==== Excerpted passage ====

Peggy telling Freddie to change her eye color with his mind.


There's another strange scene where they're having a Cause party, and all of a sudden all the women, young and old, are naked -going about their business but completely naked.  I think Freddie was imagining this, but I'm not sure.  The movie ends as inexplicably as it began.  Freddie leaves, sleeps with another random woman, and then thinks back to the time he was spooning with the sand woman.  Ah, the memories.  Don't waste your time on this movie.  The critics that liked it are obviously more artsy than me -or more something, anyway.  Joaquin Phoenix, Philip Seymour Hoffman, and Amy Adams are all nominated, and they are all talents, but I doubt any of them will win -though I must give kudos to Joaquin Phoenix for altering his appearance to transform himself into the thin, sickly Freddie, and for creating a wholly abhorrent character.

2012 The Sessions


Cheryl: Picture yourself as a six year old boy at the beach.  Can you do that?
Mark:  Yes, very easily.
Cheryl: Describe some of your feelings.
Mark: I feel very exhilarated, running next to the Atlantic Ocean, feeling the wind and the wet sand between my toes.
Cheryl: Do you really feel like him?
Mark: Yes, I really feel like him.
Cheryl: But can you really picture him?...From the outside, I mean, as an adult, as you are now, looking at him with his crew cut and his little face?
Mark: Yes.
Cheryl: And are you mad at him?  Do you blame him for getting polio?  Was it his fault?





The Sessions, based on a true story, was the movie I thought would be crude, considering it is about a disabled man's relationship with a sex surrogate, but though female nudity and sex are present, the scenes are far from crude.  In fact, while The Master had an icky feeling about it, the interactions in The Sessions somehow felt very pure and innocent.  John Hawkes is fantastic as Mark O'Brien, a man in his forties who contracted polio as a young child, and has spent most of his life unable to move his body below his neck and restricted to an iron lung for all but small chunks of time (he can use a portable breathing machine for 3-4 hours at a time to leave the house).  He has lived with a lot of guilt, feeling like he ruined the lives of his parents, and that his younger sister died because they were too busy caring for him.

Consulting Father Brendan.


Despite this, he lives with a mostly upbeat and hopeful attitude, an amazing sense of humor, strong faith (he is a Catholic and religiously attends church and confession, befriending and confiding in the church priest, played with wonderful kindness and humor by William H. Macy), kindness, and determination.  He has earned a college degree, and earns a living as a writer.  It is when he is asked to write an article about sex for disabled people that he begins to consider his own lack of experience.  Though he has fallen in love before, he has never found a woman willing to take on the challenges of dating a severely disabled man like himself, and has begun to regret the fact that he may die without ever having a sexual experience.

====

# Task set
1. In the film review excerpt, why did the reviewer expect The Sessions to be crude? Answer in one to three sentences.
2. Rewrite the part of the film review excerpt that begins at the words "Mark: I feel" and stops after "feel like him?", substituting "Pacific Ocean" for "Atlantic Ocean".
3. Write the next part of the film review, picking up after its final sentence.

==== Dataset entries ====

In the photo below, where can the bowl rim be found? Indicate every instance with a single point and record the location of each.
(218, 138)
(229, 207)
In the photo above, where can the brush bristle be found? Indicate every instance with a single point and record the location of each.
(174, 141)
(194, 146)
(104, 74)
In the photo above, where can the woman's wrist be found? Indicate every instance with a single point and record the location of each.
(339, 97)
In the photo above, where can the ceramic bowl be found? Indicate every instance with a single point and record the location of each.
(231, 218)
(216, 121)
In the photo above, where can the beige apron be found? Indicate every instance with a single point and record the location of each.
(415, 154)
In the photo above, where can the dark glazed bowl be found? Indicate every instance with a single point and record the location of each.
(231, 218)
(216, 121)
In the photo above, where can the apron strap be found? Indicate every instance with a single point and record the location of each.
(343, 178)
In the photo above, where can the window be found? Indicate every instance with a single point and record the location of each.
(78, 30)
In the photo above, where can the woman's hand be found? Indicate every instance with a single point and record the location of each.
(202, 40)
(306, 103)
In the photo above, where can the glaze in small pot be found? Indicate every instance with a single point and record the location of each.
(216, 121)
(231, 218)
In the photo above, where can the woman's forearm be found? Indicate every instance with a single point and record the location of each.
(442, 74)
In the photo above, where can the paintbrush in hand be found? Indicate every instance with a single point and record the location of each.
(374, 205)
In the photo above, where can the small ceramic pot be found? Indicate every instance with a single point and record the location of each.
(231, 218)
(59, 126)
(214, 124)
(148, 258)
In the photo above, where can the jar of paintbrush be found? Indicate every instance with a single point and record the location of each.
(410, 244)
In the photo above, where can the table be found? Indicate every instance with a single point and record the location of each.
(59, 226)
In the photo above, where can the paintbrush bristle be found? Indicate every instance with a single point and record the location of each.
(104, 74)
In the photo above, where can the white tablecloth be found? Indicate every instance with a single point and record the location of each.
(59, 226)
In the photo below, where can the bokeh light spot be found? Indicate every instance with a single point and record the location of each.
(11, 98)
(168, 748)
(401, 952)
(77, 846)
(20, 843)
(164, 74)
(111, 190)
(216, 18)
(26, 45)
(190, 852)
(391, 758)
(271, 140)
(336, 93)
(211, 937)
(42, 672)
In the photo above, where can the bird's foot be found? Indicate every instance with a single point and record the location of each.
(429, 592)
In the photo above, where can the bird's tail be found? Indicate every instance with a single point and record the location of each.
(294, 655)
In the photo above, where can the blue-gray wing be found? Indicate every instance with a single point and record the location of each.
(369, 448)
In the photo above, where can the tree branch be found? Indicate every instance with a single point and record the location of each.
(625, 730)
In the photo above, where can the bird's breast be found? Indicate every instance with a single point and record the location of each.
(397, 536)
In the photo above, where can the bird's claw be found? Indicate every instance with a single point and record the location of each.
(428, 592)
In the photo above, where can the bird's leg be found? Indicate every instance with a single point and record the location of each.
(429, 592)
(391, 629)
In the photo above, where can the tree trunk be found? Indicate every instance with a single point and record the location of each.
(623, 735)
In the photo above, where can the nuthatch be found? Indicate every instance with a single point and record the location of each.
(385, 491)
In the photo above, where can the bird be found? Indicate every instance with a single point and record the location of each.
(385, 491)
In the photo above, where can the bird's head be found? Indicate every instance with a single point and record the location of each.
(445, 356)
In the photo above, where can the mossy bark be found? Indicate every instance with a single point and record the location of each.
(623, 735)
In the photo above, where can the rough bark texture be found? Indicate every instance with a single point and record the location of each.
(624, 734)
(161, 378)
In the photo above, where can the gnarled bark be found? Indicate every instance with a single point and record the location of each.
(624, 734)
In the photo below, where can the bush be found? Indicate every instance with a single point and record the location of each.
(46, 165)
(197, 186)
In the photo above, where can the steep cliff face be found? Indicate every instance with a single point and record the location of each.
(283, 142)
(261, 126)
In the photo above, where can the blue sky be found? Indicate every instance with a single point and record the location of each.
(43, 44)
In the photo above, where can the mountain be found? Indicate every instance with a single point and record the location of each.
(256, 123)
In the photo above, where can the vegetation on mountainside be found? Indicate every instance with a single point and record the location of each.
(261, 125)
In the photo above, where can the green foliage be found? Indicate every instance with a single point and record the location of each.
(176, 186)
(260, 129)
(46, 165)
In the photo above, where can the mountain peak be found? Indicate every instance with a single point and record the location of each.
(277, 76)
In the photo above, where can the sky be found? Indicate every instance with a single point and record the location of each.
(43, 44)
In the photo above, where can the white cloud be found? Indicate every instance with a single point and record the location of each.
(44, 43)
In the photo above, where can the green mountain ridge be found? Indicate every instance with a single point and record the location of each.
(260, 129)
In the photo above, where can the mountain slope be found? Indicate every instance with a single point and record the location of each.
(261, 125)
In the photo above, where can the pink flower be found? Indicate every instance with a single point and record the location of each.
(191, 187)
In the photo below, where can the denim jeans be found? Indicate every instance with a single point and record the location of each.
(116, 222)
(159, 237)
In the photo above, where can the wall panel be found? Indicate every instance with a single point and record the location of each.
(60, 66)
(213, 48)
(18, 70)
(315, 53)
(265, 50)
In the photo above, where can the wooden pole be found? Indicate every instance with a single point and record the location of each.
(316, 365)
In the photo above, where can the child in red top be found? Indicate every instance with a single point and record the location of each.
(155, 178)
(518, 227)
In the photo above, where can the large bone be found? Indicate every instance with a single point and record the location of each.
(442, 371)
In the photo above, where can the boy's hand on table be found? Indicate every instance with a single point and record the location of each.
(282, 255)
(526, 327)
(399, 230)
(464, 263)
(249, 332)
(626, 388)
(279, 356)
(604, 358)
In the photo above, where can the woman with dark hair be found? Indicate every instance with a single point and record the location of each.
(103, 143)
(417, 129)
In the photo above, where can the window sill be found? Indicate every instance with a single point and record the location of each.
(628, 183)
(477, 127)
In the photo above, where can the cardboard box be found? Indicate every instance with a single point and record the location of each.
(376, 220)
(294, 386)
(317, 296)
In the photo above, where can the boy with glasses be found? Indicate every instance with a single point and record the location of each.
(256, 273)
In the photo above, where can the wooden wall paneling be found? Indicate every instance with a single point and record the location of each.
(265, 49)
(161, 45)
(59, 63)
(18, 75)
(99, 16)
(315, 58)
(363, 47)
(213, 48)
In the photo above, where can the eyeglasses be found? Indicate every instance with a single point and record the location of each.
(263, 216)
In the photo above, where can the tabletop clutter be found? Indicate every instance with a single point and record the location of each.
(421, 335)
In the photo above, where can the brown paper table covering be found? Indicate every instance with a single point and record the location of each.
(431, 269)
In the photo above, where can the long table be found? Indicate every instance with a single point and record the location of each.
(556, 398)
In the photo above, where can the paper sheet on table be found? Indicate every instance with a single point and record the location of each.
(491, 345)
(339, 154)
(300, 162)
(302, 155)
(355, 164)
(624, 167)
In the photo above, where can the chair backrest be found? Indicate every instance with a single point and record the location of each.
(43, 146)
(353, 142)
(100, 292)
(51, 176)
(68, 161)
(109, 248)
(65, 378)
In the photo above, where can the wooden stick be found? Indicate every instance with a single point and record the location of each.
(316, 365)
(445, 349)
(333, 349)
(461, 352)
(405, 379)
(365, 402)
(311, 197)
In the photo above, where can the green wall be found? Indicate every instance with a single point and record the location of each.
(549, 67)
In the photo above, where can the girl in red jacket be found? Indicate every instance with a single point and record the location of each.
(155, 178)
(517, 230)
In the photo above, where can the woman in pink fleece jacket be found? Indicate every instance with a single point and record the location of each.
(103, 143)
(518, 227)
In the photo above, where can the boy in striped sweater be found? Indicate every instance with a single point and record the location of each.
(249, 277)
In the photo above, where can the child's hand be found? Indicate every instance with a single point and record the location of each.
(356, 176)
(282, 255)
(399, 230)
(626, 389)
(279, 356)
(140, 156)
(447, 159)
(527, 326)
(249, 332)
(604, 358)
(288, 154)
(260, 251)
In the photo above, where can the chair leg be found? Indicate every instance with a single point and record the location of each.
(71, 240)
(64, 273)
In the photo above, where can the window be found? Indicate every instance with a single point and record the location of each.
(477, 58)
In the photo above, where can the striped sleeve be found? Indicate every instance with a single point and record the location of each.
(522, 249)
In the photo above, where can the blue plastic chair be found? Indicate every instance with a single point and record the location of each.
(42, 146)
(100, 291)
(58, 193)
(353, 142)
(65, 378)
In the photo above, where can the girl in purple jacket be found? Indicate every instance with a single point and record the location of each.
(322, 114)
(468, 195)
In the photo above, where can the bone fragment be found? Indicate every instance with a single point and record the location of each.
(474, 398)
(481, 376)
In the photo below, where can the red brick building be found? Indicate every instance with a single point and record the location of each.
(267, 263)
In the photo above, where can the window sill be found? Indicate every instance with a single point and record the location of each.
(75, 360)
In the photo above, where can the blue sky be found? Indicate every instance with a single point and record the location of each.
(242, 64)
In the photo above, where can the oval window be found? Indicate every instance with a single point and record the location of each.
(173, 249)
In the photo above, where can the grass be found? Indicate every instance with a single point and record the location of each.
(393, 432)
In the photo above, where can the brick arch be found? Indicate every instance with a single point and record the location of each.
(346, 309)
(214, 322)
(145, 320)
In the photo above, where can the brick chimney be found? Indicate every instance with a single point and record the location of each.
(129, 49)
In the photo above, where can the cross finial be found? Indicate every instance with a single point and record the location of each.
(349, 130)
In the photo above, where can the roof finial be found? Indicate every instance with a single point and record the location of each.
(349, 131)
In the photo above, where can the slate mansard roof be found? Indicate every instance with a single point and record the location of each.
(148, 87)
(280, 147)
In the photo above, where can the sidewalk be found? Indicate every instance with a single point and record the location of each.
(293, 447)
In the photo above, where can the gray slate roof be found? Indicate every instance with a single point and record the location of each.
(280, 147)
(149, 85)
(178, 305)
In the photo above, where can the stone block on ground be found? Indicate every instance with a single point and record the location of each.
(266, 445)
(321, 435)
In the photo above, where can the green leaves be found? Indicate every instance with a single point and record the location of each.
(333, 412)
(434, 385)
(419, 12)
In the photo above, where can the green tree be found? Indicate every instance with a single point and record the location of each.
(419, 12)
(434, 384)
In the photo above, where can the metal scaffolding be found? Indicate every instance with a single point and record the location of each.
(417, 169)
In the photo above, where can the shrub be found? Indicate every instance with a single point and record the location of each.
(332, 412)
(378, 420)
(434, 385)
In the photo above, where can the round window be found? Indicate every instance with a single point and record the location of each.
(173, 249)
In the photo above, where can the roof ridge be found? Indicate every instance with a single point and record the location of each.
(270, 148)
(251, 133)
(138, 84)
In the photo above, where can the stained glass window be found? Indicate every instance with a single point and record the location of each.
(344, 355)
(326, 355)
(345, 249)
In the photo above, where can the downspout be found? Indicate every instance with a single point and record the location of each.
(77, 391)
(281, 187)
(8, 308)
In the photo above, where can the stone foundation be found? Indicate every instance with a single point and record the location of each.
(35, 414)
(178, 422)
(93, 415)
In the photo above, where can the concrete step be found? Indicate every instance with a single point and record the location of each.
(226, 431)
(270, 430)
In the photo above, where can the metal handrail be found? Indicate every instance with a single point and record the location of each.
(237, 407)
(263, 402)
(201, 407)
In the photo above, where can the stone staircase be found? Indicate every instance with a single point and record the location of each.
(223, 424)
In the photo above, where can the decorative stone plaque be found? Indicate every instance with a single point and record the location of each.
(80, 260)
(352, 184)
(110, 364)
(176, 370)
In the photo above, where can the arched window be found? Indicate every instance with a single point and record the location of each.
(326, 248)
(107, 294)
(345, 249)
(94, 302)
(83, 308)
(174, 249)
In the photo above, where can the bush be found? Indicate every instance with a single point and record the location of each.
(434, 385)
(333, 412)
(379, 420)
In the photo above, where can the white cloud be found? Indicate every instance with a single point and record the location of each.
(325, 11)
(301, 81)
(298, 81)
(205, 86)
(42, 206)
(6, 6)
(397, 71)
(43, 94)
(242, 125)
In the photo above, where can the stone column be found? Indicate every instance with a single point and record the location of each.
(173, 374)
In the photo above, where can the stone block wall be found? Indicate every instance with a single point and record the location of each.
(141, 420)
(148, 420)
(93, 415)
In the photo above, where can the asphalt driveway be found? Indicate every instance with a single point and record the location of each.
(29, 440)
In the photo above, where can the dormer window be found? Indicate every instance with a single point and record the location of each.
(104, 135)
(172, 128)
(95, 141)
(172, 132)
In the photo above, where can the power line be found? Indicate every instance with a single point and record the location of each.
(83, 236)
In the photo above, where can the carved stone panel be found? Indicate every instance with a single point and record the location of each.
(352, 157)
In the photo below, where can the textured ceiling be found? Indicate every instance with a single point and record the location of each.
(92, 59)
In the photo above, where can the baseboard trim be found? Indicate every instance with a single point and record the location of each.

====

# Response list
1. The reviewer expected The Sessions to be crude because the movie is about a disabled man's relationship with a sex surrogate.

2.
Mark: I feel very exhilarated, running next to the Pacific Ocean, feeling the wind and the wet sand between my toes.
Cheryl: Do you really feel like him?

3.
Enter professional sex surrogate Cheryl, played by Helen Hunt.  After a consultation with his priest, Mark gets the go-ahead ("In my heart, I feel He'll give you a free pass on this one.  Go for it.") to have 6 sessions (the maximum she allows) with Cheryl, who will help him discover his sexuality so that he can potentially go forward and have a relationship in the future:
Cheryl (On the phone to Mark): We'll be talking for a while to begin with.  Then, if you agree, we can also start doing some body awareness exercises in your first session.
Mark (Looking at a picture of the Virgin Mary on the wall later that night while in his iron lung): Holy Mother of God, what are “body awareness exercises"?

Their relationship blossoms into something special, but realizing that she is getting too close to him, Cheryl ends the relationship after 4 sessions.  In that time, however, she helps Mark in many ways, and both of them have a hard time saying goodbye.  The supporting characters are deep and interesting (his caretakers and friends are nuanced and well developed), and the movie is sweet, funny, and meaningful.  I was very pleasantly surprised.  Helen Hunt was nominated, and she did a terrific job.  I think John Hawkes deserved a nomination as well -I preferred his performance over Denzel's in The Flight (see below).  Definitely worth watching IF you are not squeamish about sexual themes and about seeing Helen Hunt do the full monty.

2012 Flight

"The FAA and the NTSB took ten pilots, placed them in simulators, recreated the events that led to this plane falling out of the sky.  Do you know how many were safely able to land the planes?  Not one.  Evey pilot crashed the aircraft.  Killed everybody on board.  You were the only one who could do it."

"Hey, don't tell me how to lie about my drinking, okay?  I know how to lie about my drinking.  I've been lying about my drinking my whole life."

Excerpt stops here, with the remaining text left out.